[Saved entries]
• • • • • • •

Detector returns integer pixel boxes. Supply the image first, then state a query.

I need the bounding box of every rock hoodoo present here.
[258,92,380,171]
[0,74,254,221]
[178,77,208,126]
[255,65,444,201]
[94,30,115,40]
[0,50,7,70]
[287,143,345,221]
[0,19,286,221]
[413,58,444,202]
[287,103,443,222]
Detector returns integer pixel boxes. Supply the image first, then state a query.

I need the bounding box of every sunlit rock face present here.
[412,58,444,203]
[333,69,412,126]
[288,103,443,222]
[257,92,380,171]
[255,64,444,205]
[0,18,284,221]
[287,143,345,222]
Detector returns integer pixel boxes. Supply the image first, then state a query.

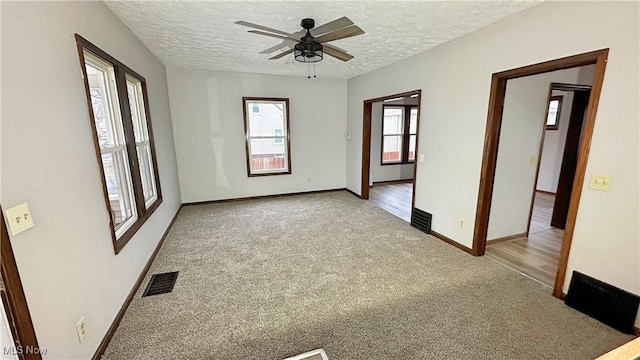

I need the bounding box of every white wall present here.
[346,1,639,325]
[369,98,416,185]
[487,68,580,240]
[537,90,574,193]
[166,69,347,203]
[1,2,181,358]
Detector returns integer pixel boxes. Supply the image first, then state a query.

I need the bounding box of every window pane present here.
[547,100,560,126]
[248,102,286,137]
[85,58,125,149]
[85,51,138,235]
[126,76,157,206]
[382,135,403,163]
[409,135,416,161]
[136,144,156,205]
[383,108,404,135]
[249,138,287,172]
[273,129,283,144]
[410,108,418,134]
[101,151,137,231]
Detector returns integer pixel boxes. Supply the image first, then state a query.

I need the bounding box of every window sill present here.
[112,197,162,254]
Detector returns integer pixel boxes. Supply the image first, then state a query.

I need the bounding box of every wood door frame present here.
[471,49,609,299]
[360,90,422,211]
[1,207,42,359]
[524,83,592,236]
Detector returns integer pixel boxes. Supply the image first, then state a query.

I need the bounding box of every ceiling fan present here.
[235,17,364,63]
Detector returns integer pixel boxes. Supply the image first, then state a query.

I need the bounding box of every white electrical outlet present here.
[459,219,464,229]
[76,316,87,343]
[4,203,35,236]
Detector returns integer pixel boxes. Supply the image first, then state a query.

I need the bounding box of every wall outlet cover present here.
[4,203,35,236]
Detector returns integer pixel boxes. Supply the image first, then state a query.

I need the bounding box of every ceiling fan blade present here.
[315,25,364,44]
[323,44,354,62]
[247,30,298,42]
[235,21,290,36]
[310,16,354,37]
[268,49,294,60]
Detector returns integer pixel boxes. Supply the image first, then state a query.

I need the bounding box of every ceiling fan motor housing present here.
[300,18,315,30]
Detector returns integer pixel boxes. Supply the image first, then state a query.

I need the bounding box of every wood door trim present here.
[1,207,41,360]
[471,49,609,299]
[550,90,591,229]
[360,90,421,203]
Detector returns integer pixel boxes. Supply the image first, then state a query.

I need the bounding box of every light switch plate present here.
[588,174,612,192]
[4,203,35,236]
[419,154,425,163]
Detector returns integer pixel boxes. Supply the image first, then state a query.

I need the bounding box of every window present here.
[382,105,418,165]
[546,95,563,130]
[243,97,291,176]
[273,128,283,144]
[76,34,162,253]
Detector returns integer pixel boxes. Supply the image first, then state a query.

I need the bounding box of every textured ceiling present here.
[104,1,542,79]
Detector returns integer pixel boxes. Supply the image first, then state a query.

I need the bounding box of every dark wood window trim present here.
[75,34,163,254]
[381,104,417,166]
[545,95,563,130]
[242,97,292,177]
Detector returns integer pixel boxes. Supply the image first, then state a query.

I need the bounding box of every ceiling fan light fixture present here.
[294,41,323,63]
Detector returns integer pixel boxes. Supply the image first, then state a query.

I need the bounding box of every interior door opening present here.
[360,90,422,223]
[472,49,608,298]
[485,79,592,287]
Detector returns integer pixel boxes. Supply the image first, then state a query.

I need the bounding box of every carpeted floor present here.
[103,191,630,360]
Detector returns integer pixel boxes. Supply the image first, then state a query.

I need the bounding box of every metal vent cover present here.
[565,271,640,334]
[142,271,179,297]
[411,208,432,234]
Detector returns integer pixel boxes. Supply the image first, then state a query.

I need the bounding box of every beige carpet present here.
[103,191,631,359]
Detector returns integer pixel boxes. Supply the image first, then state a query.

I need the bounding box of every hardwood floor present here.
[369,182,413,222]
[486,192,563,287]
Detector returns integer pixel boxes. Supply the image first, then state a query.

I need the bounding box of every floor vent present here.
[565,271,640,334]
[411,208,432,234]
[142,271,179,297]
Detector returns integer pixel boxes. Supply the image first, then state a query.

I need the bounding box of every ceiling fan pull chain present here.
[307,63,311,79]
[314,62,317,78]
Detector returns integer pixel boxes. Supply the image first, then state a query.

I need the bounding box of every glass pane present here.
[101,151,137,229]
[383,108,404,135]
[409,135,416,161]
[127,76,158,207]
[410,108,418,134]
[547,100,560,126]
[126,78,147,143]
[249,138,287,172]
[382,135,403,163]
[247,101,286,137]
[85,58,124,149]
[137,144,156,204]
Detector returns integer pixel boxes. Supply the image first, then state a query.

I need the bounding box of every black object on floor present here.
[142,271,179,297]
[411,208,432,234]
[565,271,640,334]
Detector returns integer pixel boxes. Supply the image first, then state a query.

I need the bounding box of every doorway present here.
[472,49,608,297]
[360,90,422,222]
[485,80,592,286]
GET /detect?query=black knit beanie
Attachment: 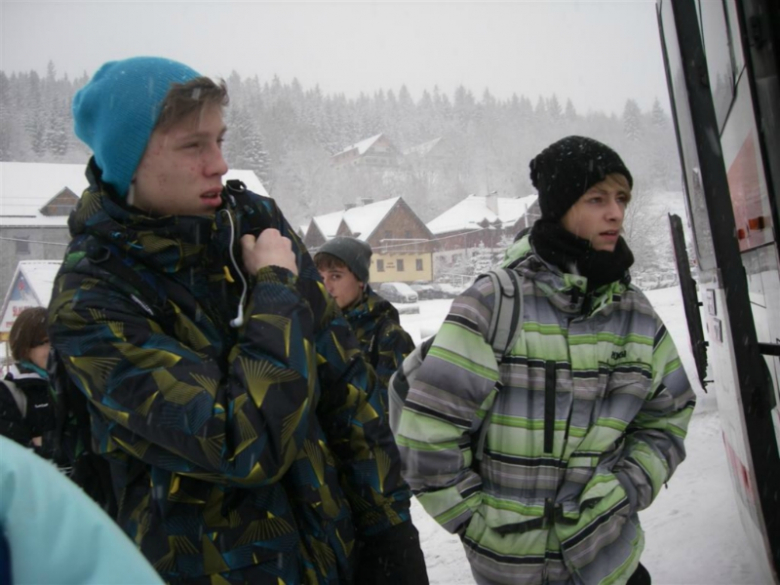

• • • • • • •

• Task statement: Reprint the entries above exactly, images removed.

• Answer below:
Detector returns integer pixel boxes. Supply the image first, then state a query.

I need the bounding box of every rock hoodoo present here.
[258,92,380,171]
[0,74,254,221]
[178,77,208,126]
[255,65,444,201]
[94,30,115,40]
[0,50,7,70]
[287,143,345,221]
[0,19,286,221]
[413,58,444,202]
[287,103,443,222]
Detector returns integer pixel boxes. Supply the image first, then state a query.

I need the bounding box of every sunlit rock face present here.
[412,58,444,203]
[333,69,412,126]
[288,103,443,222]
[257,92,380,171]
[255,64,444,205]
[0,18,284,221]
[287,143,345,222]
Detector returns integer pixel boxes. Supply the image first, then state a query.


I need the bounding box of every white wall present here.
[346,1,639,325]
[369,98,416,185]
[487,68,580,240]
[537,90,574,193]
[166,69,347,203]
[1,2,181,358]
Detector returns integer pixel boxes. Supply the image first, then state a query.

I need the bounding box of every window pane present here.
[547,100,560,126]
[248,102,286,137]
[85,58,125,149]
[85,51,138,235]
[126,76,157,206]
[382,135,403,163]
[409,135,416,161]
[136,144,156,205]
[383,108,404,135]
[249,138,287,172]
[273,129,283,144]
[410,108,418,134]
[101,151,137,231]
Detector returns integer pixel boxes. Supply the image first, then state a query.

I need the bounding box of every window sill present here.
[112,197,162,254]
Detector returns integer pixel boxes. Supply the image first, then state a query.

I need the bounding box of every wood door frame present here.
[471,49,609,299]
[360,90,422,211]
[1,207,42,359]
[524,83,592,236]
Detector returns integer pixel boxes. Supply the image first, then state a query.

I need the bounding box of every ceiling fan present here.
[235,17,364,63]
Detector returns integer pixel boxes. Supply the image first, then state a query.

I need the bounding box of every white electrical outlet present here.
[459,219,464,229]
[76,316,87,343]
[4,203,35,236]
Detector returns integer pixel boxes. Supply the image first, then state a query.

I need the bounding box of every wall outlet cover present here.
[4,203,35,236]
Detector returns integer pixel boxes. Supply the image first, then state a query.

I need the bounding box of every ceiling fan blade present here.
[315,25,364,44]
[323,44,354,62]
[247,30,298,42]
[235,21,290,36]
[310,16,354,37]
[268,49,294,60]
Detector returns integer pixel boxes. Supply the image first, then state a query.

I need the bounding box of every ceiling fan motor housing present here.
[300,18,315,30]
Detector returns integer pixel boxes. Supply the image first, then state a query.

I need the bounding box of every wood door trim present here.
[1,207,41,360]
[471,49,609,299]
[550,90,591,229]
[360,90,421,203]
Detector returns integer pixel boxes. Supply the image first, then state a query.

I need the bounding box of every light switch plate present here.
[588,174,612,192]
[4,203,35,236]
[419,154,425,163]
Detector returns integer pixel boxes. Supply the image first, then state a query.

I need the bounding box of every window present here.
[382,105,418,165]
[546,95,563,130]
[243,97,291,176]
[273,128,283,144]
[76,34,162,253]
Detector returns integer pixel boxes. Supply the image first, then state a query.

I need the bounding box of every textured ceiling present here.
[104,1,542,79]
Detector returns integer pixel boxes. Supply the image first, then state a query.

I need the bounding box of every dark wood window trim present here.
[75,34,163,254]
[381,104,417,166]
[545,95,563,130]
[242,97,292,177]
Detector returns integer pixel boxes. Supply the image first, then state a query.

I need the bounding box of every ceiling fan light fixture present here.
[294,41,323,63]
Detector returns integer pixel boxes. Supply the image first, then state a query.

I need the bounding box of every interior door opening present here.
[360,90,422,223]
[472,49,608,298]
[485,79,592,287]
Detector returns integer pixel boxes. Supply the image first, then state a query.

I need the bounding box of every carpeted floor present here.
[103,191,630,360]
Detector returns integer pixel boxes. Supply the image first, then state a query.

I need the bounding box of every metal vent cover present here.
[565,271,640,334]
[142,271,179,297]
[411,208,432,234]
Detector returns integer pixel boxes. Supply the image first, then state a query.

I need the bounding box of every beige carpet present here.
[103,191,631,359]
Detector returns integer pixel boxes. Supply the image first, then state a query.

I need the bounding box of every hardwood floor present here.
[369,182,413,222]
[486,192,563,287]
Detector returns integer pixel boxes. Supply the image first, then state a query.

I need the bounding box of every floor vent present here.
[565,271,640,334]
[411,208,432,234]
[142,271,179,297]
Detector returns integer pixel boxes. Supply the image first, then state a query.

I need the bounding box of every ceiling fan pull chain present here.
[307,63,311,79]
[314,62,317,78]
Detector returns integer pixel boxes. Supply the image first, then state a query.

I need the bounding box of every glass pane present here.
[101,151,137,229]
[383,108,404,135]
[409,135,416,161]
[127,76,158,207]
[410,108,418,134]
[547,100,560,126]
[126,78,147,143]
[249,138,287,172]
[382,135,403,163]
[247,101,286,137]
[85,58,124,149]
[137,144,156,204]
Detector returns integer pixel boxes. Supply the image first, then state a query.

I need the bounding box of every black object on floor present here.
[142,271,179,297]
[411,208,432,234]
[565,271,640,334]
Detector returns integer pixel boxes. Supply the image first, then state a query.

I need the bounding box of every doorway present here.
[472,49,608,297]
[360,90,422,222]
[485,80,592,286]
GET /detect?query=black knit beanie
Attachment: 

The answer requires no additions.